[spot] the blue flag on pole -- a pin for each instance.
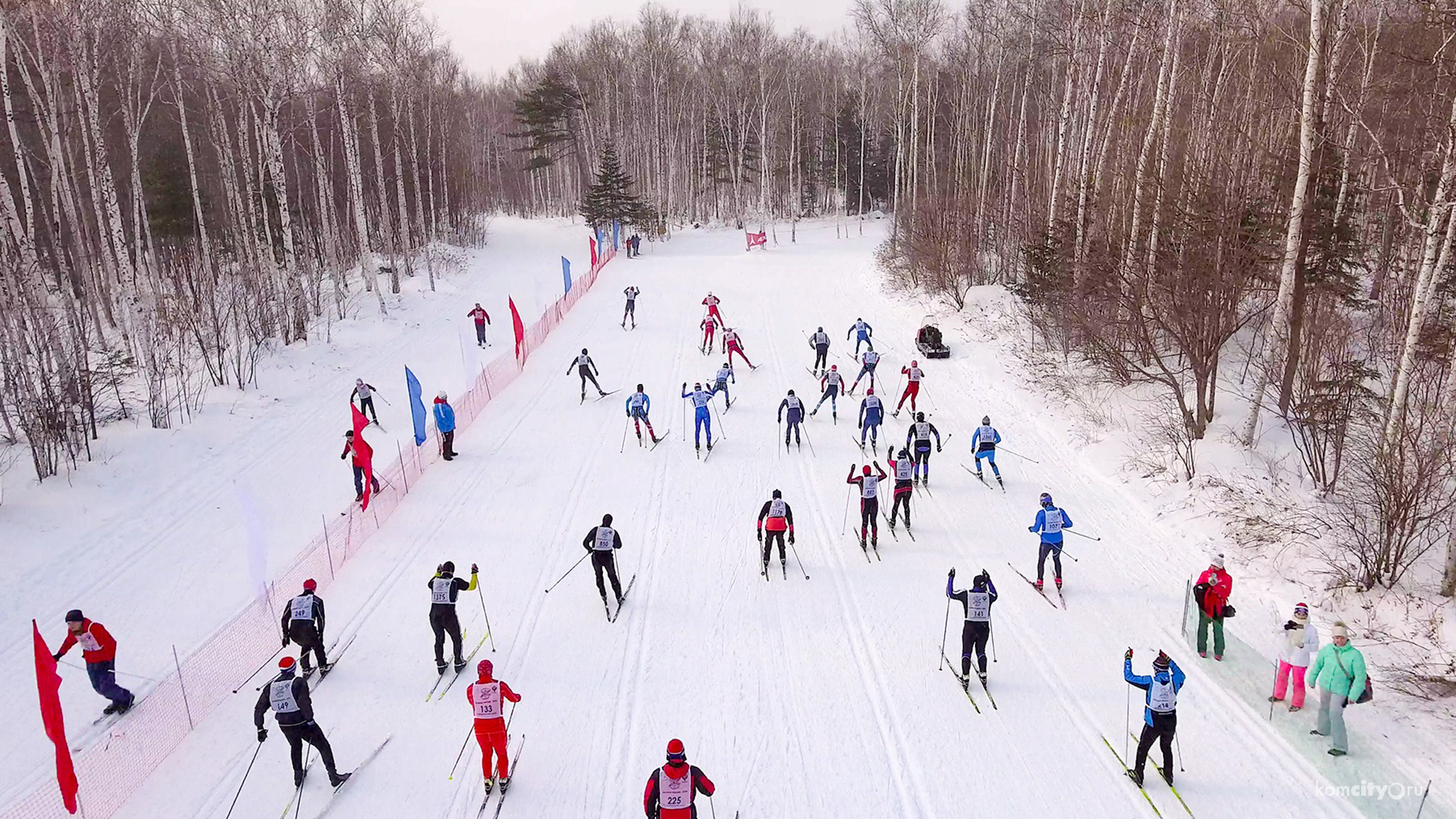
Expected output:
(417, 406)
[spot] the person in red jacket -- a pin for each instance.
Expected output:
(672, 789)
(488, 698)
(99, 651)
(1218, 586)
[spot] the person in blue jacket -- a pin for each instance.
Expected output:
(1050, 522)
(1159, 711)
(701, 419)
(444, 422)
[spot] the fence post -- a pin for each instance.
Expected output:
(182, 686)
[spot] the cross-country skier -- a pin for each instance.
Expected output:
(487, 697)
(444, 422)
(444, 588)
(734, 344)
(1050, 522)
(781, 521)
(303, 624)
(711, 302)
(871, 413)
(287, 695)
(977, 630)
(359, 468)
(913, 373)
(99, 653)
(820, 343)
(601, 541)
(721, 379)
(868, 502)
(830, 384)
(795, 409)
(701, 419)
(638, 407)
(631, 309)
(1159, 711)
(861, 331)
(984, 441)
(902, 469)
(918, 439)
(672, 789)
(584, 368)
(481, 319)
(366, 394)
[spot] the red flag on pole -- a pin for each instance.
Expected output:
(49, 682)
(363, 453)
(520, 330)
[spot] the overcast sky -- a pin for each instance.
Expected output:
(488, 39)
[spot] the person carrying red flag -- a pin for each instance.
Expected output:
(488, 698)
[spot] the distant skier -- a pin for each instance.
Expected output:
(984, 441)
(868, 362)
(1159, 711)
(820, 343)
(631, 309)
(721, 379)
(701, 419)
(918, 439)
(781, 522)
(359, 468)
(734, 344)
(638, 407)
(366, 394)
(444, 422)
(481, 319)
(977, 630)
(912, 385)
(444, 588)
(902, 469)
(303, 624)
(868, 502)
(861, 331)
(1050, 522)
(795, 409)
(487, 697)
(832, 384)
(601, 541)
(287, 695)
(99, 653)
(587, 369)
(871, 413)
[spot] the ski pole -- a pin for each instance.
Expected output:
(568, 572)
(488, 632)
(245, 779)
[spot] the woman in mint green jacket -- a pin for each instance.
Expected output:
(1340, 672)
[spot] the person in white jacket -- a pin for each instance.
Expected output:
(1299, 645)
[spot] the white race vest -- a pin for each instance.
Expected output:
(977, 607)
(674, 795)
(604, 537)
(440, 591)
(1053, 522)
(1161, 697)
(485, 698)
(302, 608)
(281, 698)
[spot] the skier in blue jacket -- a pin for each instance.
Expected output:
(1159, 711)
(444, 422)
(1050, 522)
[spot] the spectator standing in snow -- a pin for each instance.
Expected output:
(444, 422)
(1341, 676)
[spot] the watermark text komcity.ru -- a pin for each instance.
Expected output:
(1370, 790)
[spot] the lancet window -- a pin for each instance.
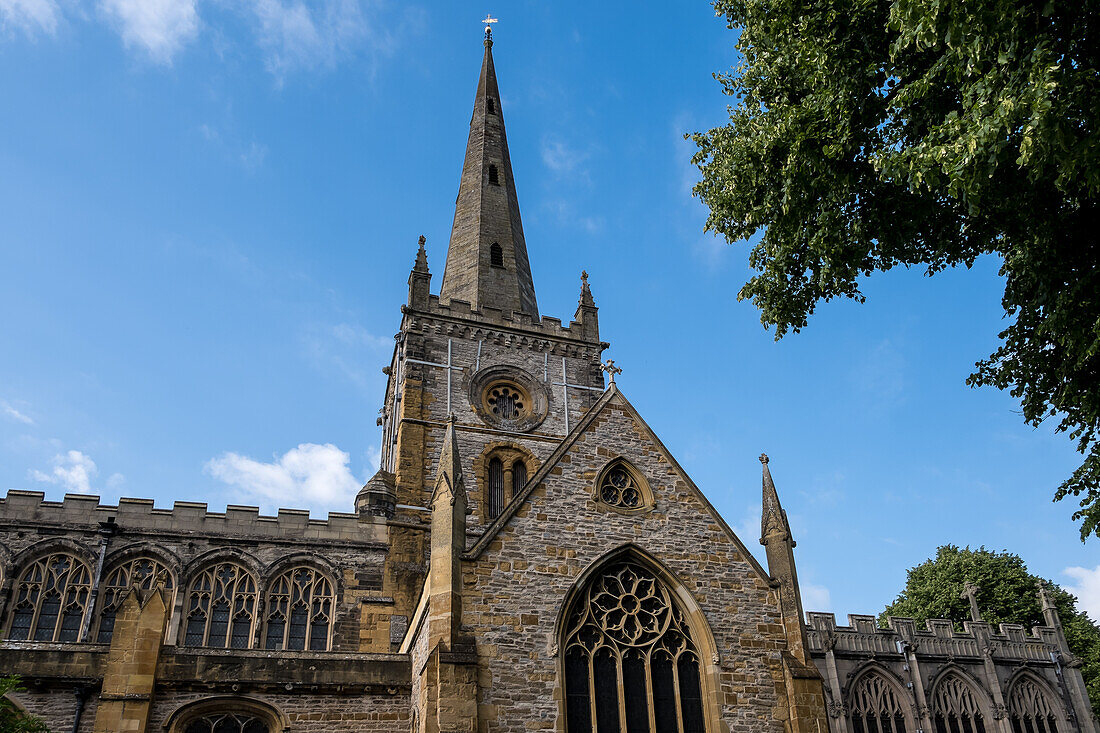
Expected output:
(629, 660)
(495, 488)
(1031, 709)
(143, 573)
(227, 723)
(299, 611)
(875, 707)
(51, 600)
(956, 709)
(221, 608)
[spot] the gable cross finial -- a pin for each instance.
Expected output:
(488, 25)
(611, 369)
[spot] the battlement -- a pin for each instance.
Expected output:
(864, 636)
(85, 511)
(546, 326)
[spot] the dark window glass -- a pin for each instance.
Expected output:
(634, 692)
(518, 477)
(219, 624)
(21, 623)
(495, 488)
(275, 627)
(196, 624)
(70, 625)
(606, 678)
(691, 696)
(664, 695)
(578, 704)
(242, 633)
(296, 638)
(47, 617)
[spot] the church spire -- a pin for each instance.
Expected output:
(486, 261)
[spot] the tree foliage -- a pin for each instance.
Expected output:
(1007, 593)
(13, 720)
(867, 134)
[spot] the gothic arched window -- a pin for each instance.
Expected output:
(518, 477)
(1031, 709)
(299, 608)
(51, 600)
(495, 488)
(221, 608)
(143, 573)
(875, 707)
(625, 625)
(227, 723)
(955, 708)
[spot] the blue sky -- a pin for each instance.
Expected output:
(208, 211)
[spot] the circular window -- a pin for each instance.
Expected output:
(506, 401)
(618, 489)
(508, 398)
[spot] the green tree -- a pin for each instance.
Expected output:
(13, 720)
(1007, 593)
(866, 134)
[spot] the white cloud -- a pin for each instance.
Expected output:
(31, 17)
(73, 470)
(11, 412)
(300, 34)
(309, 476)
(815, 598)
(158, 26)
(1086, 588)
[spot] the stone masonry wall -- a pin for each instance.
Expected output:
(561, 532)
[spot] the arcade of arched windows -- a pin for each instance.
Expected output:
(224, 604)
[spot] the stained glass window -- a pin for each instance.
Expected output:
(299, 611)
(51, 600)
(221, 608)
(625, 626)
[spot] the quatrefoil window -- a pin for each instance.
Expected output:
(506, 402)
(622, 488)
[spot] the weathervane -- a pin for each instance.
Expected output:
(611, 369)
(488, 25)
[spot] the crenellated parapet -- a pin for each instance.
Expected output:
(938, 638)
(31, 511)
(516, 324)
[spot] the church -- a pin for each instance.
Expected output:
(529, 557)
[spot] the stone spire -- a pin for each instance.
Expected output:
(773, 524)
(486, 261)
(779, 546)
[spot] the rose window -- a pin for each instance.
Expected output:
(619, 489)
(629, 659)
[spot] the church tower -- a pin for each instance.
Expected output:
(514, 382)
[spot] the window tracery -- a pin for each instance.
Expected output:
(143, 573)
(619, 487)
(221, 608)
(51, 600)
(875, 707)
(227, 723)
(299, 611)
(625, 626)
(1031, 709)
(955, 708)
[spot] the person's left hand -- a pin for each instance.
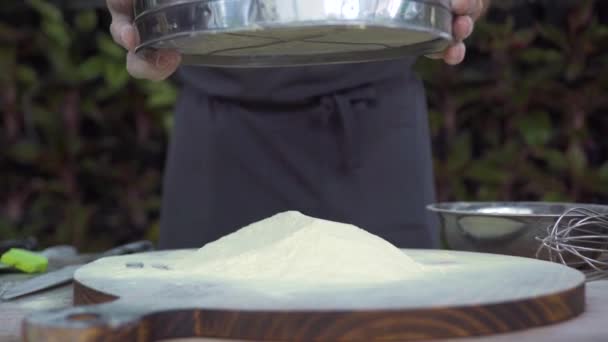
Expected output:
(465, 13)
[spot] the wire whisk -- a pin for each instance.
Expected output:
(579, 239)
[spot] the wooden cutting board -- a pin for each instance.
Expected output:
(461, 295)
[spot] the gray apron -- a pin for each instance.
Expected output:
(348, 143)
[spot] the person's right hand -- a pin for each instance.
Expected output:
(157, 65)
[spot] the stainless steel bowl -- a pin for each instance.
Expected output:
(509, 228)
(264, 33)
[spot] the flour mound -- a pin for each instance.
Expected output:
(292, 248)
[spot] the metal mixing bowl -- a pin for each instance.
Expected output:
(267, 33)
(509, 228)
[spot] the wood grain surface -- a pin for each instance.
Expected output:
(468, 295)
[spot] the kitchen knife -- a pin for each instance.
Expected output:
(66, 274)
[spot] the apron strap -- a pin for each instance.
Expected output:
(345, 105)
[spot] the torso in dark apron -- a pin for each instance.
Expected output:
(348, 143)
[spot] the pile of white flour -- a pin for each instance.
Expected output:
(291, 249)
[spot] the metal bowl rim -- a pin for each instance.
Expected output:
(437, 208)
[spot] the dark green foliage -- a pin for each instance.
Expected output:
(83, 144)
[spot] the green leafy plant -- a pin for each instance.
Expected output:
(83, 144)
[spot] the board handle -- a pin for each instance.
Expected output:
(83, 324)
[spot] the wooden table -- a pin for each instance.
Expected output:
(591, 326)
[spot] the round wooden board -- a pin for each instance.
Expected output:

**EXERCISE REQUIREMENTS:** Copy out every row above word for word, leaving out the pictures.

**WRITTEN SOLUTION:**
[spot] the blue flag on pole -- a pin for each instance.
Expected output:
(417, 406)
[spot] the person in red jacket -- a pin for each instance.
Expected output:
(672, 789)
(488, 698)
(99, 651)
(1218, 586)
[spot] the person in blue jacket -- a pin for each instance.
Expected output:
(1050, 522)
(1159, 711)
(701, 419)
(444, 422)
[spot] the fence post -- a pin for each instance.
Expected output:
(182, 686)
[spot] the cross-country skier -- a pin for each instance.
Expected output:
(487, 697)
(444, 422)
(444, 588)
(734, 344)
(1050, 522)
(781, 521)
(303, 624)
(711, 302)
(871, 413)
(287, 695)
(977, 630)
(359, 468)
(913, 373)
(99, 653)
(820, 343)
(601, 541)
(721, 379)
(868, 502)
(830, 384)
(795, 409)
(701, 419)
(638, 407)
(631, 309)
(1159, 711)
(861, 331)
(984, 441)
(902, 469)
(918, 439)
(672, 789)
(584, 368)
(481, 319)
(366, 394)
[spot] the red flag on pole -- a pin for each instance.
Expected output:
(49, 682)
(363, 453)
(520, 330)
[spot] the overcast sky -- a pin for each instance.
Expected output:
(488, 39)
[spot] the person carrying red flag -- a pin for each instance.
Expected output:
(488, 698)
[spot] the distant skier -- a pin for each instance.
Expected output:
(984, 441)
(868, 362)
(1159, 711)
(820, 343)
(631, 309)
(721, 379)
(701, 419)
(918, 439)
(781, 522)
(359, 468)
(734, 344)
(638, 407)
(366, 394)
(444, 422)
(481, 319)
(977, 630)
(912, 385)
(444, 588)
(902, 469)
(303, 624)
(868, 502)
(861, 331)
(1050, 522)
(795, 409)
(487, 697)
(832, 384)
(601, 541)
(287, 695)
(99, 653)
(587, 369)
(871, 413)
[spot] the ski pole -- a pin for each instance.
Expected output:
(568, 572)
(488, 632)
(245, 779)
[spot] the woman in mint green jacket -- a pin for each instance.
Expected output:
(1340, 672)
[spot] the person in white jacket -- a pin for each instance.
Expected output:
(1299, 645)
[spot] the white race vest -- a pin for each instance.
Expected output:
(977, 607)
(674, 795)
(604, 537)
(440, 591)
(1053, 522)
(1161, 697)
(485, 698)
(302, 608)
(281, 698)
[spot] the skier in blue jacket -- a pin for each instance.
Expected output:
(1159, 711)
(444, 422)
(1050, 522)
[spot] the spectator standing in snow -- a pin for each instance.
Expected output:
(444, 422)
(1341, 676)
[spot] the watermark text komcity.ru -- a pin for each instance.
Expected output:
(1370, 790)
[spot] the lancet window -- a pin for each instance.
Expected output:
(629, 660)
(495, 488)
(1031, 709)
(143, 573)
(227, 723)
(299, 611)
(875, 707)
(51, 600)
(956, 709)
(221, 608)
[spot] the gable cross finial -- a pin for each instance.
Expected output:
(488, 25)
(611, 369)
[spot] the battlement -- a pin for each instance.
Expected output:
(864, 636)
(85, 511)
(546, 326)
[spot] the dark window glass -- a pin for each instance.
Expected output:
(634, 692)
(518, 477)
(219, 624)
(21, 623)
(495, 488)
(275, 627)
(196, 624)
(70, 625)
(606, 678)
(691, 696)
(664, 695)
(578, 704)
(242, 633)
(296, 638)
(47, 617)
[spot] the church spire -- a pin for each instance.
Expected output:
(486, 261)
[spot] the tree foliage -- a pin for each instance.
Expected output:
(1007, 593)
(13, 720)
(867, 134)
[spot] the gothic arched window -- a pin for each instance.
Expected output:
(518, 477)
(1031, 709)
(299, 608)
(51, 600)
(495, 488)
(221, 608)
(143, 573)
(875, 707)
(625, 625)
(227, 723)
(955, 708)
[spot] the blue sky -- a pin for each instance.
Expected output:
(208, 211)
[spot] the circular window -- a pin for each instance.
Expected output:
(506, 401)
(618, 489)
(508, 398)
[spot] the green tree -- a pin for each instance.
Expected output:
(13, 720)
(1007, 593)
(866, 134)
[spot] the white cloud -- a pin for each instance.
Expected output:
(31, 17)
(73, 470)
(11, 412)
(300, 34)
(309, 476)
(815, 598)
(158, 26)
(1086, 588)
[spot] the stone masonry wall -- a pin for each instance.
Expected output:
(561, 532)
[spot] the arcade of arched windows -- a pin for each instance.
Expected output:
(224, 604)
[spot] the stained glass window -- a pin for each instance.
Expected output:
(299, 611)
(51, 600)
(221, 608)
(625, 626)
[spot] the quatrefoil window -- a pin for each instance.
Expected output:
(506, 402)
(622, 488)
[spot] the weathervane -- a pin for each instance.
Expected output:
(611, 369)
(488, 25)
[spot] the crenellated parapet -- a pin for each instance.
Expected output:
(938, 638)
(31, 511)
(516, 324)
[spot] the church -- a pin for each instance.
Expected output:
(529, 557)
[spot] the stone spire -- a pin for each instance.
Expected output:
(773, 524)
(486, 261)
(779, 546)
[spot] the rose window -- a pin for each instance.
Expected output:
(619, 489)
(629, 659)
[spot] the church tower -- a pin for each instance.
Expected output:
(514, 382)
[spot] the window tracery -- a pin for each instance.
Expected output:
(143, 573)
(619, 487)
(221, 608)
(51, 600)
(875, 707)
(227, 723)
(299, 611)
(625, 626)
(1031, 709)
(955, 708)
[spot] the person's left hand -- a pin for each instance.
Expected output:
(465, 13)
[spot] the wire whisk -- a pin for each instance.
Expected output:
(579, 239)
[spot] the wooden cutting board -- a pin for each instance.
Expected output:
(461, 295)
[spot] the gray apron -- a pin for each instance.
Expected output:
(348, 143)
[spot] the person's right hand -- a pin for each instance.
Expected output:
(157, 65)
[spot] the stainless steel bowl -- a pin for each instance.
Expected output:
(509, 228)
(264, 33)
[spot] the flour mound -- a pin for each instance.
Expected output:
(292, 248)
[spot] the metal mixing bowl -- a pin for each instance.
Expected output:
(267, 33)
(509, 228)
[spot] the wood grain surface -- a pin for each instance.
Expected output:
(468, 295)
[spot] the kitchen knife -- a pin for each instance.
Expected output:
(66, 274)
[spot] the apron strap -- a pin for each instance.
Expected output:
(345, 105)
[spot] the torso in dark apron -- a pin for each instance.
Expected output:
(348, 143)
[spot] the pile of white flour -- a pin for each instance.
Expected output:
(291, 249)
[spot] the metal bowl rim -- a pin for each instance.
Expected output:
(437, 208)
[spot] the dark green foliage -- a pin for each instance.
Expected output:
(83, 144)
[spot] the green leafy plant -- a pin for each instance.
Expected output:
(83, 144)
[spot] the board handle -- a pin for each instance.
Expected output:
(83, 324)
[spot] the wooden table -- a pin for each instance.
Expected output:
(591, 326)
[spot] the round wooden board -- a pin for each instance.
Expected output:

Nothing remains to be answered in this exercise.